Selected passage>
● ● ●

PHOENIX — Forget about getting that margarita to go with your take-out order of fajitas, at least for the time being.
In a new directive, the head of the state Department of Liquor Licenses and Control gave the go-ahead for his agents to once again begin enforcing a law that prohibits the sale of beer, wine or liquor to go from restaurants.
John Cocca also said that police officers also are free to cite restaurants that violate the law.
All that follows a ruling earlier this week by Maricopa County Superior Court Judge Pamela Gates that Gov. Doug Ducey acted illegally last March in allowing the restaurants to sell alcoholic beverages to customers picking up orders despite a state law to the contrary.
But the reinstated ban may be temporary.
Patrick Ptak, press aide to the governor, said his boss is still reviewing Gates’ ruling. No decision has been made whether to appeal, he said.
In the interim, though, restaurants that continue to provide alcohol with their to-go orders risk not only fines but loss of their state licenses that permit them to sell drinks to their dine-in customers.
The governor said his original order was designed to provide some financial relief to restaurants which had initially been shuttered for in-house dining. That left only takeout orders.
Even now, with restaurants allowed to operate at 50% capacity, Dan Bogert, chief operating officer of the Arizona Restaurant Association, said his members still rely heavily on customers getting their meals to go.

● ● ●

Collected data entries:
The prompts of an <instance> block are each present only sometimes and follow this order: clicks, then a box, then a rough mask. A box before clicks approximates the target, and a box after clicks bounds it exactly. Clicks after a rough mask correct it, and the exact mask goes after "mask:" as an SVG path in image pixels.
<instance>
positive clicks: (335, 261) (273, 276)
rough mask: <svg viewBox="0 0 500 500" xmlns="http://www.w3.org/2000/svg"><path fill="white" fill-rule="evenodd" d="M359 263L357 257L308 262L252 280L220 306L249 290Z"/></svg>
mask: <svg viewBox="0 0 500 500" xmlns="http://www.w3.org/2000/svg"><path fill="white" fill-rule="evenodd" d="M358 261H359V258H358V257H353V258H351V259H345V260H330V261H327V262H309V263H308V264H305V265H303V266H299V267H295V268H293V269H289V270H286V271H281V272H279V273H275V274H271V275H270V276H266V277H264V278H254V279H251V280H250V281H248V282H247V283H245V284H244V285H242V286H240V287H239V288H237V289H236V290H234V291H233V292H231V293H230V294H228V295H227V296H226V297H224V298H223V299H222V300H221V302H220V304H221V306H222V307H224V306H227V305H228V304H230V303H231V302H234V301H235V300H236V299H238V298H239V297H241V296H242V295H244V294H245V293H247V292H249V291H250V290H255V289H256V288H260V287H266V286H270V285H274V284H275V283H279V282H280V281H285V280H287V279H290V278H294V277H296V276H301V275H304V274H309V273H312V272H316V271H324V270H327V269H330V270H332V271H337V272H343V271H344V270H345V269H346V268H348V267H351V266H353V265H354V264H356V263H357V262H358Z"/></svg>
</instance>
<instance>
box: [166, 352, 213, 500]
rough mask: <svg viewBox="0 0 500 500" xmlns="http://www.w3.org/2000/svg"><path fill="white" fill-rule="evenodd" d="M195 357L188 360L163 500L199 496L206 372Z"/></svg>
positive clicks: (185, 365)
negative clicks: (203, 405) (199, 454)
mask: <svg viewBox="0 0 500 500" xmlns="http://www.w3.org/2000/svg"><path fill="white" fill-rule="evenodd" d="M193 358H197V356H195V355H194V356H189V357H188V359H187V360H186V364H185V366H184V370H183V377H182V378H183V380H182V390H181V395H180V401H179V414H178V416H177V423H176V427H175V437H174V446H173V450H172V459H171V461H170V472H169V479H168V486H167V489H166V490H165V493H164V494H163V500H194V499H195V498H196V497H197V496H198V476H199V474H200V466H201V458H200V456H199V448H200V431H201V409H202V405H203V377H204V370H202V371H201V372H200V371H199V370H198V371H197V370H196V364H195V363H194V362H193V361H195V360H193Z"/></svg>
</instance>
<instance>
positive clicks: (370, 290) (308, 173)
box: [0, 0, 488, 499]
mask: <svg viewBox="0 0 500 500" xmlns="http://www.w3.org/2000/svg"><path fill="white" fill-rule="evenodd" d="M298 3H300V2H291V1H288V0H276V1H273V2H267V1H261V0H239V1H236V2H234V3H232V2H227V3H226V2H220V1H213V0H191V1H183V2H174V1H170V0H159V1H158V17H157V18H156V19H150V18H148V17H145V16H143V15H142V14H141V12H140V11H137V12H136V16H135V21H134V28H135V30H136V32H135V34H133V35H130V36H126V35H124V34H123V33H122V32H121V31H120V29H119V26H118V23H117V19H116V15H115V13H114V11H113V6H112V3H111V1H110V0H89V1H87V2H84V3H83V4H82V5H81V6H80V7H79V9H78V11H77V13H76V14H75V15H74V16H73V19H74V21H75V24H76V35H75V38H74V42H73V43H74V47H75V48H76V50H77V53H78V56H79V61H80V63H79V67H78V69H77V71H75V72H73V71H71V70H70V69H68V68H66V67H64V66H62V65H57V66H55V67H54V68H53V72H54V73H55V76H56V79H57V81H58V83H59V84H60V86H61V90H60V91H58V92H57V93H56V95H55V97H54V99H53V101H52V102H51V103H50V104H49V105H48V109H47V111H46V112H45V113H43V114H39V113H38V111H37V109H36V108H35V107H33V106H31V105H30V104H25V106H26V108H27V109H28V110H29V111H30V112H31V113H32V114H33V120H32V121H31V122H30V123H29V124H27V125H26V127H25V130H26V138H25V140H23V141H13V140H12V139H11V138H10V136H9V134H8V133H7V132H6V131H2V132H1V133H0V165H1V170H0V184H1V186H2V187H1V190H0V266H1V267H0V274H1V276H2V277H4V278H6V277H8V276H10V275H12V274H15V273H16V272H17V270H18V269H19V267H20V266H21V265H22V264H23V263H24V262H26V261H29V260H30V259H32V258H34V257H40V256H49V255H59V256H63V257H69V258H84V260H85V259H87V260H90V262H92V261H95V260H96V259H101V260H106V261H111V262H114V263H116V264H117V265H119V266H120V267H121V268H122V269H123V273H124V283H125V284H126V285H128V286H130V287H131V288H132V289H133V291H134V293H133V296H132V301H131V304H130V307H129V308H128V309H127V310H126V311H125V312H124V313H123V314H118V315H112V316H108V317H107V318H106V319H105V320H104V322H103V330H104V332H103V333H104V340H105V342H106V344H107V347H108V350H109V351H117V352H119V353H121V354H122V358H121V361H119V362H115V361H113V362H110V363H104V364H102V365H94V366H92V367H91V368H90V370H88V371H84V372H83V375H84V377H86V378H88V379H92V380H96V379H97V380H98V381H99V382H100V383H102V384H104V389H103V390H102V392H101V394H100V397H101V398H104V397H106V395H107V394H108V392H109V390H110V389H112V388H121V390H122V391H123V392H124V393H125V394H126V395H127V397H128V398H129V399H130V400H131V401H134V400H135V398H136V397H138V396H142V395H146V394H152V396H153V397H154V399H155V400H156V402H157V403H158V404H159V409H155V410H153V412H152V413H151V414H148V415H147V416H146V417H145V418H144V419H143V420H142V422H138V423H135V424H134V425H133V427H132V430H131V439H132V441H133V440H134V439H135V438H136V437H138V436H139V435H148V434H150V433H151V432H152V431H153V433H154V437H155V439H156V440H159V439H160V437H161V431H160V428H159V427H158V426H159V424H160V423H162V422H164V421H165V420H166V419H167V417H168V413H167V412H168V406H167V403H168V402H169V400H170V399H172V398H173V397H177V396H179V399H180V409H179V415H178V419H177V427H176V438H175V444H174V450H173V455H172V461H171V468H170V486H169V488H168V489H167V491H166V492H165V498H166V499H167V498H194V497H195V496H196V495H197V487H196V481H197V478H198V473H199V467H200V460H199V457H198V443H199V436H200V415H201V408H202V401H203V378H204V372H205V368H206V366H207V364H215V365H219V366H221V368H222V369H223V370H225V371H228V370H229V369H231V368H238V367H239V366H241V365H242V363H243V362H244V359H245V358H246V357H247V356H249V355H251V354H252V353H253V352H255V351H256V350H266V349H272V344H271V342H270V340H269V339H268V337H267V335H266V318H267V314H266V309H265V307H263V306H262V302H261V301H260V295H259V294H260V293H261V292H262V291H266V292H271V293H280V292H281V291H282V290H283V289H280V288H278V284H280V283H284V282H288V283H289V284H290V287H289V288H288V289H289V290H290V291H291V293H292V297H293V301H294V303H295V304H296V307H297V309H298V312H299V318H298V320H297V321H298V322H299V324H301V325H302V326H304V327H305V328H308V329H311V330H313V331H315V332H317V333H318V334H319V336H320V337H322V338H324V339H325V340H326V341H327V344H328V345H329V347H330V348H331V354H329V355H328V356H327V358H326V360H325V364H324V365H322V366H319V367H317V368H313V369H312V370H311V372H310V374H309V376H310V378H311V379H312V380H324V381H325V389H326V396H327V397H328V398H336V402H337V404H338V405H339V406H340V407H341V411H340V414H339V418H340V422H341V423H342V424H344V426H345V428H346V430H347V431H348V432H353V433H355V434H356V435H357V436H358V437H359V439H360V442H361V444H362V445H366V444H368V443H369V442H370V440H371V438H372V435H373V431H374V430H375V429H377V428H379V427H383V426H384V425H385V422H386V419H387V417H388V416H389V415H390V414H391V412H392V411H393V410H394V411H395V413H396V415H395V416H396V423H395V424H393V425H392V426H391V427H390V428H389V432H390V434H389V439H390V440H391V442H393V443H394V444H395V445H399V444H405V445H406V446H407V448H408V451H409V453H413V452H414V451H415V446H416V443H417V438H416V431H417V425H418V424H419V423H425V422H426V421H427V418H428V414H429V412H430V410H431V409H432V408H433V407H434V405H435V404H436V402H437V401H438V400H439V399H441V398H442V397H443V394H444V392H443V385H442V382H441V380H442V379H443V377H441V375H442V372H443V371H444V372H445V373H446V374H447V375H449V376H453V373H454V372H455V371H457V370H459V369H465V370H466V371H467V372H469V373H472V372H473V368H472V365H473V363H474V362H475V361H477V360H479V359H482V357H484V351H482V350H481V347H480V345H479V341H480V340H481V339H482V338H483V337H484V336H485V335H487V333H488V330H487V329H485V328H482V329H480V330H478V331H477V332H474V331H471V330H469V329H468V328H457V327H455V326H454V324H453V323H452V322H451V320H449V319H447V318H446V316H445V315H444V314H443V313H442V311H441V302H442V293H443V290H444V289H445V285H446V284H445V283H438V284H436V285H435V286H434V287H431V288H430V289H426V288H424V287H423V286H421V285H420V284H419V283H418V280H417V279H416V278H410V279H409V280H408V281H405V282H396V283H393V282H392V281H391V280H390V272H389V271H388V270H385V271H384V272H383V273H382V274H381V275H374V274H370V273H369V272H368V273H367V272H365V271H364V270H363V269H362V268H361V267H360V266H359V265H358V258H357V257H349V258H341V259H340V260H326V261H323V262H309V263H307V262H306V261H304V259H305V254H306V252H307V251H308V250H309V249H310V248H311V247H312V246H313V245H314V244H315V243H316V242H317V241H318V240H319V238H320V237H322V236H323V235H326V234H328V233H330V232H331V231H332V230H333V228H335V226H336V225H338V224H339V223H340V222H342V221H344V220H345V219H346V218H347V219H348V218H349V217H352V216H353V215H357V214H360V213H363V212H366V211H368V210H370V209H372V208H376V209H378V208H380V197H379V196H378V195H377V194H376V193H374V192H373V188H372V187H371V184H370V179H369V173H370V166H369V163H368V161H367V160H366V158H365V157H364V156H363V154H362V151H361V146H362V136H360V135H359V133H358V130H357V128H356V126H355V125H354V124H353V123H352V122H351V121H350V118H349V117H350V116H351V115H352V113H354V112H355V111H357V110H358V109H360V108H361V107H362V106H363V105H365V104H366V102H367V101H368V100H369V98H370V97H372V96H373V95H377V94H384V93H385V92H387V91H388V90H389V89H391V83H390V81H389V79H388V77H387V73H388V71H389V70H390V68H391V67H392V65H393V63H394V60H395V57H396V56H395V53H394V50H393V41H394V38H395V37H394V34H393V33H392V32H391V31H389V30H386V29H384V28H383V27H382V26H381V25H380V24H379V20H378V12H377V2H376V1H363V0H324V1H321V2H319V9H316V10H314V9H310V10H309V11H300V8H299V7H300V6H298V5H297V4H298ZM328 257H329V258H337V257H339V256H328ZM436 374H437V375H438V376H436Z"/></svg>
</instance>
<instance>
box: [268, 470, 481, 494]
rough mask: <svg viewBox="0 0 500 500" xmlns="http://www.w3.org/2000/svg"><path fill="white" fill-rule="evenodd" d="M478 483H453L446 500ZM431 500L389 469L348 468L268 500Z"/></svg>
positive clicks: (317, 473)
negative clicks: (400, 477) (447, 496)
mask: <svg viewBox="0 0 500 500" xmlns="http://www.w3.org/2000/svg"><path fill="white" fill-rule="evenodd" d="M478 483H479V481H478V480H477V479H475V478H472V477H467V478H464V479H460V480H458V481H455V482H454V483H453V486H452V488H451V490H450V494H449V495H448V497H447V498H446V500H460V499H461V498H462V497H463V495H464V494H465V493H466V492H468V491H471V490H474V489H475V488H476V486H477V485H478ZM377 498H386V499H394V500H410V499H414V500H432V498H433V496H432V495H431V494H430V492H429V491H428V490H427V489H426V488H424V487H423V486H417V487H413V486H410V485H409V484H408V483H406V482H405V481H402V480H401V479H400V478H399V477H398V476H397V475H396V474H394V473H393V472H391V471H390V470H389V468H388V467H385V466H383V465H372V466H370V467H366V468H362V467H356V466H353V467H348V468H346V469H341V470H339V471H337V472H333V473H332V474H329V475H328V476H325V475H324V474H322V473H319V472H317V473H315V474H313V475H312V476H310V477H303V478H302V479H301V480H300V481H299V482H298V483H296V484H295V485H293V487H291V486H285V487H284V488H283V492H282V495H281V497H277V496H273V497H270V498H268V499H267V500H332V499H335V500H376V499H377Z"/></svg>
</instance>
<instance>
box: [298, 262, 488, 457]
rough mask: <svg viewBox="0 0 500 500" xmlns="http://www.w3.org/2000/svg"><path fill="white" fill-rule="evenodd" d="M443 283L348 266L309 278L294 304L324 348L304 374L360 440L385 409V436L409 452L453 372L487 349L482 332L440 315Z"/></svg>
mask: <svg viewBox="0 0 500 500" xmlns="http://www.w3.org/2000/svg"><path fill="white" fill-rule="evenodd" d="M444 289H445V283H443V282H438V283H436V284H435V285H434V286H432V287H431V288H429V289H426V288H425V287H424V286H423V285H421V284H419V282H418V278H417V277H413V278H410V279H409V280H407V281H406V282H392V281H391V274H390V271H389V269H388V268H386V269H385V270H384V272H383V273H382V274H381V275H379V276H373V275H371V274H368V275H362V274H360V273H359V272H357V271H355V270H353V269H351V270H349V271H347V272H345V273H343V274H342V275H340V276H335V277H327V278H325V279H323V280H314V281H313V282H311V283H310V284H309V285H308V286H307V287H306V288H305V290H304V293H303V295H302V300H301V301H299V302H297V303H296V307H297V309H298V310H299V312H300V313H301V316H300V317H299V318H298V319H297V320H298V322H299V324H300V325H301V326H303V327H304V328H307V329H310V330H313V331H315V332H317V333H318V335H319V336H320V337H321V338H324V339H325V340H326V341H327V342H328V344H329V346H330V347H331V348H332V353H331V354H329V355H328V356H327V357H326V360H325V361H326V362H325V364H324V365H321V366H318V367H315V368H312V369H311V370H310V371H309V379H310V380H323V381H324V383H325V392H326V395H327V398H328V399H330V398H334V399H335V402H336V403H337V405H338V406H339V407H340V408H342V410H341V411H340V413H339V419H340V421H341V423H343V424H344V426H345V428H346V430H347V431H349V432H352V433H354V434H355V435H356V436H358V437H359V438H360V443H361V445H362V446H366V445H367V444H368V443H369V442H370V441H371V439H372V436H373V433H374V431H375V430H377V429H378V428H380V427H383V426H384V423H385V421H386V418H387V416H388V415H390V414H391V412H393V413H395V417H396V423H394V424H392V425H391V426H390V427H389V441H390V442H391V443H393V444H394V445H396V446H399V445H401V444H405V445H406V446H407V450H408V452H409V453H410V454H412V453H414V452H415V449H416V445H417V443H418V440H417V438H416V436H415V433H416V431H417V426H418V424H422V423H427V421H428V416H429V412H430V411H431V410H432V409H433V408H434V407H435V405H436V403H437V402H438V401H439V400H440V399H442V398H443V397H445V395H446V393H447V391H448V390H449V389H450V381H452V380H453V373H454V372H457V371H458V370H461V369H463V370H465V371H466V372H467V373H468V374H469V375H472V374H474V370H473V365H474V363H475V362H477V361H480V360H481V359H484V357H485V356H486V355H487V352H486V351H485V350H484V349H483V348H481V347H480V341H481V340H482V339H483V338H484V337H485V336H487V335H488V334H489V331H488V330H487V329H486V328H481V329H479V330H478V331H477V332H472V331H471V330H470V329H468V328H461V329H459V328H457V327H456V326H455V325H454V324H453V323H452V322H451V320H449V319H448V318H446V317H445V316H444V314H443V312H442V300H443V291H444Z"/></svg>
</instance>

● ● ●

Directions>
1. According to the article on to-go alcohol sales from restaurants, why did the governor issue his original order allowing restaurants to sell alcoholic beverages with takeout orders?
2. Continue the article on to-go alcohol sales from restaurants, beginning after its final sentence.

Outputs for the tasks>
1. The governor said the order was meant to give restaurants some financial relief. They had initially been shut down for in-house dining, which left them with only takeout orders.

2.
“Without the ability to include alcohol with to-go orders, a key lifeline has been stripped from these businesses,” he said.
But Gates said that while Ducey’s declaration of an emergency gives him broad powers, it does not give him the right to override a specific decision of the legislature to preclude such off-premises sale of alcohol to restaurants. She did not buy his argument that his powers include not just dealing with COVID-19 but also any economic recovery.
If Gates’ order stands, there is recourse for the restaurants: ask the legislature to lift the ban on selling alcoholic beverages to go. In fact, Bogert said his organization is considering exactly that when lawmakers convene in January.
That, however, will get a fight from bar owners whose liquor licenses are more expensive.
One reason for that is they do not need to maintain sales of at least 40% of food items. But that license also gets them the to-go privileges that restaurants do not have.